====== Exercise data

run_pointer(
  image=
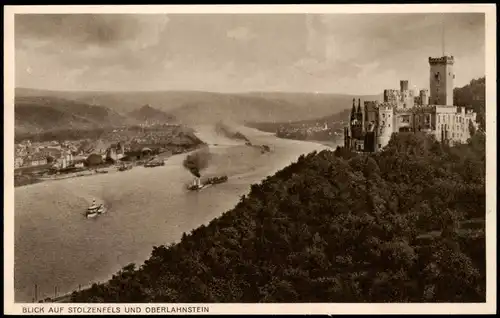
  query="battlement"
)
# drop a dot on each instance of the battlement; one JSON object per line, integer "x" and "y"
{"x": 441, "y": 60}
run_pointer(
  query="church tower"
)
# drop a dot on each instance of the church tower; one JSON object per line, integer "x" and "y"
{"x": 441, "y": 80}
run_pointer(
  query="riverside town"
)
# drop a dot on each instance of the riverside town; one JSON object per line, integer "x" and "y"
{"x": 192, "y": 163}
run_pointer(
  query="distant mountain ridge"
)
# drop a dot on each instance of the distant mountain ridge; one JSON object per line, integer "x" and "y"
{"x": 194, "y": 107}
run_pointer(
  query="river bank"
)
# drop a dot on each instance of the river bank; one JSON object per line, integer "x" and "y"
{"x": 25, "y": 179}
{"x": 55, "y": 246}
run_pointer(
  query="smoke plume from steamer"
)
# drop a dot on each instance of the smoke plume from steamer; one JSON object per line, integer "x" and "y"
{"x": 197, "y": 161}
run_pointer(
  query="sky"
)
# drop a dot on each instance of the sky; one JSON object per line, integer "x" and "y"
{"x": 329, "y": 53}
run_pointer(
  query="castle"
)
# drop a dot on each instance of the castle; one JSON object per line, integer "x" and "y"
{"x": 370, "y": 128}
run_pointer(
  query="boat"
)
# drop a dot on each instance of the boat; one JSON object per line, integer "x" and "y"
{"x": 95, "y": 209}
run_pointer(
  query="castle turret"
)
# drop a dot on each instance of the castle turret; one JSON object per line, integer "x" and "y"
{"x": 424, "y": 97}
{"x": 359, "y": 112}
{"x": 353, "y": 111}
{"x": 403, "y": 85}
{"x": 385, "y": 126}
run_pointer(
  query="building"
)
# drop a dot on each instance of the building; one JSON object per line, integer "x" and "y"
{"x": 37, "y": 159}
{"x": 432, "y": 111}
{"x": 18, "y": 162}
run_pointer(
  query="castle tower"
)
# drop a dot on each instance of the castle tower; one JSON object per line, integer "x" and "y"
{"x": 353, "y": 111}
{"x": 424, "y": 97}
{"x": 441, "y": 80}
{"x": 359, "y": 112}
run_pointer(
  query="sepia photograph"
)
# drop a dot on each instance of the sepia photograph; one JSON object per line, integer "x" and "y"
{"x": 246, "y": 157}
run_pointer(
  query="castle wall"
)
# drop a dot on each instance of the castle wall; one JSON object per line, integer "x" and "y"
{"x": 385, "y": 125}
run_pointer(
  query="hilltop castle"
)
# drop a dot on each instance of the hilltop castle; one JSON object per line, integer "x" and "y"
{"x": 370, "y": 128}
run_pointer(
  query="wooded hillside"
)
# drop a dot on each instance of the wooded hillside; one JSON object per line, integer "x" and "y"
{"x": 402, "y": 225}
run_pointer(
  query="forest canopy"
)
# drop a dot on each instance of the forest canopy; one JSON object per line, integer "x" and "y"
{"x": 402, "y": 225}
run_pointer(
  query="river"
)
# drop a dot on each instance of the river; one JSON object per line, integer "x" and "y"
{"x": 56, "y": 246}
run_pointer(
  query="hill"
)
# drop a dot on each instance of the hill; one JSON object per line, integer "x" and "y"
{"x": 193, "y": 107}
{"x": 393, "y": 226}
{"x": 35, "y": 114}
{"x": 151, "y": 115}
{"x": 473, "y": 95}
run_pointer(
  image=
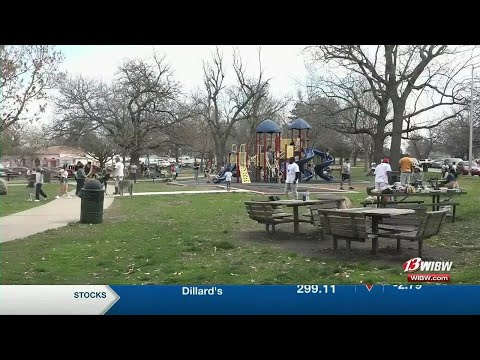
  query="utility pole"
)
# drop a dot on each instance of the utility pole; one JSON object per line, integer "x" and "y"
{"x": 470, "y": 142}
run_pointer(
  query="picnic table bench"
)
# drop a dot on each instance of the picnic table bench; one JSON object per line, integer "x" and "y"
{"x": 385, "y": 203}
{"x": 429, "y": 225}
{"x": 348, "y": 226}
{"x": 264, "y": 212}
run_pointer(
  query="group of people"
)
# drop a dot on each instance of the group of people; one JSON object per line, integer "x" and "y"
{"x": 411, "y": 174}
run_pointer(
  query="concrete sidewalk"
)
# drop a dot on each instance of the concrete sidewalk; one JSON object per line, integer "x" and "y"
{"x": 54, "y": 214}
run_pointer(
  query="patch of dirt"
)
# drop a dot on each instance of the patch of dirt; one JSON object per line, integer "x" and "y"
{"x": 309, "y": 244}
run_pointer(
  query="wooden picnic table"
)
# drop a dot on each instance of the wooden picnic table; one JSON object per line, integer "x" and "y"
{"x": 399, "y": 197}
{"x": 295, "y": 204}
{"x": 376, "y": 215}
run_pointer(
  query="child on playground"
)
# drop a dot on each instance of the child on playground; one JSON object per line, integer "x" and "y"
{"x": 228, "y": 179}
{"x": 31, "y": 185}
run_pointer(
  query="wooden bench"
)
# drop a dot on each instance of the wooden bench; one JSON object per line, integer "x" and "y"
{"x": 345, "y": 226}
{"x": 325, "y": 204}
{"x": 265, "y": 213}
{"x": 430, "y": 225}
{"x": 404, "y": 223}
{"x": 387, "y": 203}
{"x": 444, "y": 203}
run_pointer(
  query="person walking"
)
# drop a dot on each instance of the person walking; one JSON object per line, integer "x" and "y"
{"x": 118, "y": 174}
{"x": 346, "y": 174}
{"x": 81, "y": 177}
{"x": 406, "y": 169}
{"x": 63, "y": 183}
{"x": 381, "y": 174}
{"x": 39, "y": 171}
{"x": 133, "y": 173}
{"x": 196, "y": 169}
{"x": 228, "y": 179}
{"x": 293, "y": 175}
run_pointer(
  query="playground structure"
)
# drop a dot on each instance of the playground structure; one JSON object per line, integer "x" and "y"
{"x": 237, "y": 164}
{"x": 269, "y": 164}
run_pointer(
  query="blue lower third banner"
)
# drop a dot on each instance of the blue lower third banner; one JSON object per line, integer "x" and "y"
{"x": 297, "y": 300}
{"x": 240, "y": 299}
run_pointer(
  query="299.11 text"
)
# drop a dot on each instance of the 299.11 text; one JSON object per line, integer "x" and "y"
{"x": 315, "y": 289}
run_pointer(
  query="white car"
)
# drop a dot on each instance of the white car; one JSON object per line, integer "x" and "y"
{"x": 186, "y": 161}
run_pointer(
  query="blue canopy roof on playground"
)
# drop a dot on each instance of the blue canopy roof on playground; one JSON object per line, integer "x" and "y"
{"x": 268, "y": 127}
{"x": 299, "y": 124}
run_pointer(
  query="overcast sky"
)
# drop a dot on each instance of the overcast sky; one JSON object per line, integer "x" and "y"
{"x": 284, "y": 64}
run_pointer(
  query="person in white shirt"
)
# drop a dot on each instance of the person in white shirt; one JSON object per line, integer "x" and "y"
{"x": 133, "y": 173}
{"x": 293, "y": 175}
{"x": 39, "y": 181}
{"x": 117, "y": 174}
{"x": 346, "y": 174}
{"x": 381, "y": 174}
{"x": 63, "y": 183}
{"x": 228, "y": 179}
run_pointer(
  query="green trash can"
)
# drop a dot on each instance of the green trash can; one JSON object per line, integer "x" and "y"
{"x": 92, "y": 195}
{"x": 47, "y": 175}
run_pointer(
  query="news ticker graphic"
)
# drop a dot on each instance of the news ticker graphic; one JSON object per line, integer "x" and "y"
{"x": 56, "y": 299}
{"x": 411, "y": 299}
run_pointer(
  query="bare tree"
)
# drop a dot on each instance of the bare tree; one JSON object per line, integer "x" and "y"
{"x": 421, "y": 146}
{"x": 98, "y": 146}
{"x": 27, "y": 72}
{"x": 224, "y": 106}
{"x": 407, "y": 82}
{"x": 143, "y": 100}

============

**Required action:** Retype the whole listing exactly and leave the pictures out.

**Solution for this exercise:**
run_pointer(
  image=
  query="battlement"
)
# drop a dot on each instance of the battlement; one JSON object per line, integer "x" and "y"
{"x": 441, "y": 60}
run_pointer(
  query="church tower"
)
# drop a dot on each instance of the church tower; one JSON object per line, integer "x" and "y"
{"x": 441, "y": 80}
run_pointer(
  query="riverside town"
)
# drop a dot on each instance of the riverside town; one JSON object per line, integer "x" and "y"
{"x": 192, "y": 163}
run_pointer(
  query="distant mountain ridge"
)
# drop a dot on each instance of the distant mountain ridge; one JSON object per line, integer "x" and "y"
{"x": 194, "y": 107}
run_pointer(
  query="river bank"
)
# drop a dot on each instance of the river bank; one JSON object per line, integer "x" and "y"
{"x": 25, "y": 179}
{"x": 55, "y": 246}
run_pointer(
  query="smoke plume from steamer"
)
# drop a dot on each instance of the smoke plume from steamer; one JSON object per line, integer "x" and "y"
{"x": 197, "y": 161}
run_pointer(
  query="sky"
)
# drop a dot on each instance of the sky; one JSON object per line, integer "x" and "y"
{"x": 329, "y": 53}
run_pointer(
  query="castle"
)
# drop a dot on each instance of the castle; one JSON object per line, integer "x" and "y"
{"x": 370, "y": 128}
run_pointer(
  query="boat"
)
# drop a dot on each instance of the boat; one JSON object per line, integer "x" and "y"
{"x": 95, "y": 209}
run_pointer(
  query="castle turret"
)
# drop a dot on each instance of the castle turret; one JSON object per line, integer "x" and "y"
{"x": 424, "y": 97}
{"x": 359, "y": 112}
{"x": 353, "y": 111}
{"x": 403, "y": 85}
{"x": 385, "y": 126}
run_pointer(
  query="building"
)
# drop a dot on each instance of the building; one JSON object per line, integer "x" and "y"
{"x": 37, "y": 159}
{"x": 432, "y": 111}
{"x": 18, "y": 162}
run_pointer(
  query="castle tower"
)
# drop a dot on each instance of the castle tower; one JSON object per line, integer "x" and "y"
{"x": 353, "y": 111}
{"x": 424, "y": 97}
{"x": 441, "y": 80}
{"x": 359, "y": 112}
run_pointer(
  query="sepia photograph"
)
# drop a dot on each instance of the sepia photograph; one JSON object per line, integer "x" and "y"
{"x": 246, "y": 157}
run_pointer(
  query="castle wall"
)
# drop a dot on each instance of the castle wall; one JSON object per line, integer "x" and "y"
{"x": 385, "y": 125}
run_pointer(
  query="hilltop castle"
)
# drop a dot on each instance of the hilltop castle; one JSON object per line, integer "x" and "y"
{"x": 370, "y": 128}
run_pointer(
  query="wooded hillside"
)
# drop a dot on each instance of the wooded hillside; one JSON object per line, integer "x" and "y"
{"x": 402, "y": 225}
run_pointer(
  query="forest canopy"
)
# drop a dot on each instance of the forest canopy; one JSON object per line, integer "x" and "y"
{"x": 402, "y": 225}
run_pointer(
  query="river"
)
# drop a dot on each instance of the river; one JSON object per line, integer "x" and "y"
{"x": 56, "y": 246}
run_pointer(
  query="hill"
)
# drop a dot on each instance of the hill; one JSON object per line, integer "x" and "y"
{"x": 193, "y": 107}
{"x": 393, "y": 226}
{"x": 35, "y": 114}
{"x": 151, "y": 115}
{"x": 473, "y": 95}
run_pointer(
  image=
  query="utility pole"
)
# drop a dot on each instance of the utility pole; one JSON object per line, integer "x" and "y"
{"x": 470, "y": 142}
run_pointer(
  query="picnic table bench"
)
# drop a dot on each instance of the picnic table bench; one JSON object per line, integer "x" and "y"
{"x": 385, "y": 203}
{"x": 429, "y": 225}
{"x": 348, "y": 226}
{"x": 264, "y": 212}
run_pointer(
  query="group of people"
)
# drop a dot on each instance of the group of people; one JSON object per line, integer "x" and "y"
{"x": 411, "y": 174}
run_pointer(
  query="concrete sidewalk"
)
# drop a dot on each instance of the concrete sidewalk; one JSON object per line, integer "x" and "y"
{"x": 54, "y": 214}
run_pointer(
  query="patch of dirt"
)
# drop a dot on each instance of the patch of dirt; one JSON object per line, integer "x" and "y"
{"x": 309, "y": 244}
run_pointer(
  query="wooden picnic table"
)
# drop a dot on each instance of the wooden picnic table; one JSON object per line, integer "x" and "y"
{"x": 399, "y": 197}
{"x": 295, "y": 204}
{"x": 376, "y": 215}
run_pointer(
  query="child on playground"
)
# drop a dot on each instance of the child on playground; one JSON object per line, integer "x" and "y"
{"x": 228, "y": 179}
{"x": 31, "y": 185}
run_pointer(
  query="wooden bench"
)
# drop a dot on each instance of the wooden bench; one JSON object per line, integer "x" and "y"
{"x": 345, "y": 226}
{"x": 325, "y": 204}
{"x": 265, "y": 213}
{"x": 430, "y": 225}
{"x": 404, "y": 223}
{"x": 387, "y": 203}
{"x": 444, "y": 203}
run_pointer(
  query="person walking"
)
# drop a dot on each instance of the person walking; one JSON object per line, integer "x" and "y"
{"x": 118, "y": 174}
{"x": 346, "y": 174}
{"x": 81, "y": 177}
{"x": 406, "y": 169}
{"x": 63, "y": 183}
{"x": 381, "y": 174}
{"x": 39, "y": 171}
{"x": 133, "y": 173}
{"x": 196, "y": 169}
{"x": 228, "y": 179}
{"x": 293, "y": 175}
run_pointer(
  query="playground structure"
)
# drop a dot on each instance of the playground structure; one JSON object per line, integer "x" and "y"
{"x": 237, "y": 164}
{"x": 269, "y": 164}
run_pointer(
  query="blue lower third banner"
)
# drop a dot on each instance of the blue lower third banner; one JSON object per line, integer "x" and "y"
{"x": 297, "y": 300}
{"x": 240, "y": 299}
run_pointer(
  query="299.11 text"
)
# drop a dot on each instance of the 299.11 text; one JSON object per line, integer "x" and "y"
{"x": 315, "y": 289}
run_pointer(
  query="white car"
)
# drop a dot on each instance of the white car; one JSON object per line, integer "x" and "y"
{"x": 186, "y": 161}
run_pointer(
  query="blue canopy roof on playground"
)
# drop a dot on each instance of the blue canopy roof on playground; one JSON object per line, integer "x" and "y"
{"x": 268, "y": 127}
{"x": 299, "y": 124}
run_pointer(
  query="overcast sky"
)
# drop a dot on each instance of the overcast sky; one JSON object per line, integer "x" and "y"
{"x": 284, "y": 64}
run_pointer(
  query="person in white shirt"
)
# drop a dot on each instance of the person in white shirt; one JSON object per line, integer "x" and "y"
{"x": 133, "y": 173}
{"x": 293, "y": 175}
{"x": 39, "y": 181}
{"x": 117, "y": 174}
{"x": 346, "y": 174}
{"x": 381, "y": 174}
{"x": 63, "y": 183}
{"x": 228, "y": 179}
run_pointer(
  query="green trash can"
)
# drop a dot on each instance of the green trash can; one JSON object per line, integer "x" and "y"
{"x": 92, "y": 195}
{"x": 47, "y": 175}
run_pointer(
  query="news ticker graphic"
)
# drop a dot on each instance of the news ticker graphic; one JSON object per line, integer "x" and "y"
{"x": 56, "y": 299}
{"x": 411, "y": 299}
run_pointer(
  query="bare tree"
)
# drop a dot on each instance of the bare tree; one JSON object per line, integer "x" and "y"
{"x": 421, "y": 146}
{"x": 98, "y": 146}
{"x": 27, "y": 72}
{"x": 224, "y": 106}
{"x": 407, "y": 82}
{"x": 143, "y": 100}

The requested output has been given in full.